• _Goal of the exercise_:
Reproduce the records verbatim, starting at their first line and ending at the line that contains "top-left (197, 270), bottom-right (210, 281)", with that line included.

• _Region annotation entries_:
◆ ◆ ◆ ◆ ◆

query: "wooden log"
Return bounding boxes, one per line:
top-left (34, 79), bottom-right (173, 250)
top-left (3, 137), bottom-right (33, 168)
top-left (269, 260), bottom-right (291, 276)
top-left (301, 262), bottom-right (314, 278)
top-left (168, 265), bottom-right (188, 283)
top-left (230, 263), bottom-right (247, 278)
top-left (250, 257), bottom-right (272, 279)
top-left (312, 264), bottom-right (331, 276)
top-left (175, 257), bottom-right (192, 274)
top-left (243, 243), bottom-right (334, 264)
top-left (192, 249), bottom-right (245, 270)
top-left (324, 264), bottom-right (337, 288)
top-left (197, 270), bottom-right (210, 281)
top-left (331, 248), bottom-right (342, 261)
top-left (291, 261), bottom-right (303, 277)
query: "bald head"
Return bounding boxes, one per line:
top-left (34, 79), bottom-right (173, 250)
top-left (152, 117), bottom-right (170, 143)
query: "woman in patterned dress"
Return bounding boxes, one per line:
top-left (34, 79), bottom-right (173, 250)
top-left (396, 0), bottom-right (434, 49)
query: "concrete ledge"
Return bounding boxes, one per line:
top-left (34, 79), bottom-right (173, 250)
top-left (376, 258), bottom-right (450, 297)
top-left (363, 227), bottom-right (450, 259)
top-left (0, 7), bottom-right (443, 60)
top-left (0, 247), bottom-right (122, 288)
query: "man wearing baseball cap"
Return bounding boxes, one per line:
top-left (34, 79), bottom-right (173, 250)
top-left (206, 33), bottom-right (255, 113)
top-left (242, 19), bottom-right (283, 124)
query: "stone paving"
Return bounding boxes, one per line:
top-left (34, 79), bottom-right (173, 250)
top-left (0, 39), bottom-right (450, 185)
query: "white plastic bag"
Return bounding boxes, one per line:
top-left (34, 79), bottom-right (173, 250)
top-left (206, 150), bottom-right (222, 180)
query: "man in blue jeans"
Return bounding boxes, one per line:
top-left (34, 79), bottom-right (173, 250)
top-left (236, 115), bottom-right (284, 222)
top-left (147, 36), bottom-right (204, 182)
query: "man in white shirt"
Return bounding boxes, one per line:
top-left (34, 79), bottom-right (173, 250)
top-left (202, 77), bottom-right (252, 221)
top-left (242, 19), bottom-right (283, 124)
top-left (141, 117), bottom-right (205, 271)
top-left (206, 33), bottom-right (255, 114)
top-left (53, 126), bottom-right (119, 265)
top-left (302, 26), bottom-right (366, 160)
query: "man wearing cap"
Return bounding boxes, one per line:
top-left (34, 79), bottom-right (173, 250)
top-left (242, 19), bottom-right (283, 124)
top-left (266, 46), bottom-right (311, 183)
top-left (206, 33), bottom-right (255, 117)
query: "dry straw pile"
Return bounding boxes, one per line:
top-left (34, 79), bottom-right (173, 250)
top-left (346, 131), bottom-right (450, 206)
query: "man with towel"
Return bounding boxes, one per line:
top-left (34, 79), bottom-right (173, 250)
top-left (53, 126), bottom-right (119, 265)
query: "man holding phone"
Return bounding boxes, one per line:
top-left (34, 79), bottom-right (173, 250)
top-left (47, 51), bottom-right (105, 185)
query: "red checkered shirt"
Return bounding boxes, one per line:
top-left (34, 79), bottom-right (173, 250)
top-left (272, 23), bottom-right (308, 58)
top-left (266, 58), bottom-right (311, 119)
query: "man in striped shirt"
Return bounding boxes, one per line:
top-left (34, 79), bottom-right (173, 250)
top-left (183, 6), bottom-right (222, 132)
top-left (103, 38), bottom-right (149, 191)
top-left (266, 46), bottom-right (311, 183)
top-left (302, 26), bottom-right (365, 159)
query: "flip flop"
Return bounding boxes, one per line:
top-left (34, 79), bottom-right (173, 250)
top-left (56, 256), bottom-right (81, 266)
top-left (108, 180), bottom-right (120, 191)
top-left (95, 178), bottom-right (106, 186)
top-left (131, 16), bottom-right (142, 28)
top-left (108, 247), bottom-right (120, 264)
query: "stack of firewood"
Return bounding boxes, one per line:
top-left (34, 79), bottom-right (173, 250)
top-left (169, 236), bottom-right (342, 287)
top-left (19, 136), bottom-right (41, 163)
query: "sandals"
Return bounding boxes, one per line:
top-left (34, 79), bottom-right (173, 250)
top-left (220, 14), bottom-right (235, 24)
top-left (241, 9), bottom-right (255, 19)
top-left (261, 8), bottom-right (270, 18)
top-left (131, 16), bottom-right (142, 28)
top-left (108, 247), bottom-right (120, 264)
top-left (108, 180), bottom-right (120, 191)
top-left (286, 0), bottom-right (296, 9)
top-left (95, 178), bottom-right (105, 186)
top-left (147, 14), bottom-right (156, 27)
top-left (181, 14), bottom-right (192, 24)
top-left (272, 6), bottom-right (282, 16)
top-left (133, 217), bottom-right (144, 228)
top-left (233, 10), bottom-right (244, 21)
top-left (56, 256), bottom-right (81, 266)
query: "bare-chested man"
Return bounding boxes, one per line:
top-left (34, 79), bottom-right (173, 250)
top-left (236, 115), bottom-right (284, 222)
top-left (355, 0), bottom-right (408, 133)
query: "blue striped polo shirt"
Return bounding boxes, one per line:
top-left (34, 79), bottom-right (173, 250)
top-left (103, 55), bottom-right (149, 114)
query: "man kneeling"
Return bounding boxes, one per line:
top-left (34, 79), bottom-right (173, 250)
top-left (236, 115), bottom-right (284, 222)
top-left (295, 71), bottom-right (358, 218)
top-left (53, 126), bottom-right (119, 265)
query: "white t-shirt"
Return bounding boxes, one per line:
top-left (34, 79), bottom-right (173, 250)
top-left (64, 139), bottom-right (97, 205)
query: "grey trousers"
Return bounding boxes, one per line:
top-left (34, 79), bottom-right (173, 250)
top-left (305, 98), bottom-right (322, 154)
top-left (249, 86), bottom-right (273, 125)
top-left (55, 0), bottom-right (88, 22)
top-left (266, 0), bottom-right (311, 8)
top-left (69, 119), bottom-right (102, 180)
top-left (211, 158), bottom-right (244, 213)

◆ ◆ ◆ ◆ ◆

• _Solution to this problem_:
query: "wooden log"
Return bounding boxes, one per line:
top-left (34, 79), bottom-right (173, 250)
top-left (3, 137), bottom-right (33, 168)
top-left (269, 260), bottom-right (291, 276)
top-left (301, 262), bottom-right (314, 278)
top-left (168, 265), bottom-right (188, 283)
top-left (230, 263), bottom-right (247, 278)
top-left (250, 257), bottom-right (272, 279)
top-left (312, 264), bottom-right (331, 276)
top-left (175, 257), bottom-right (192, 274)
top-left (243, 243), bottom-right (334, 264)
top-left (192, 249), bottom-right (245, 270)
top-left (324, 264), bottom-right (337, 288)
top-left (197, 270), bottom-right (210, 281)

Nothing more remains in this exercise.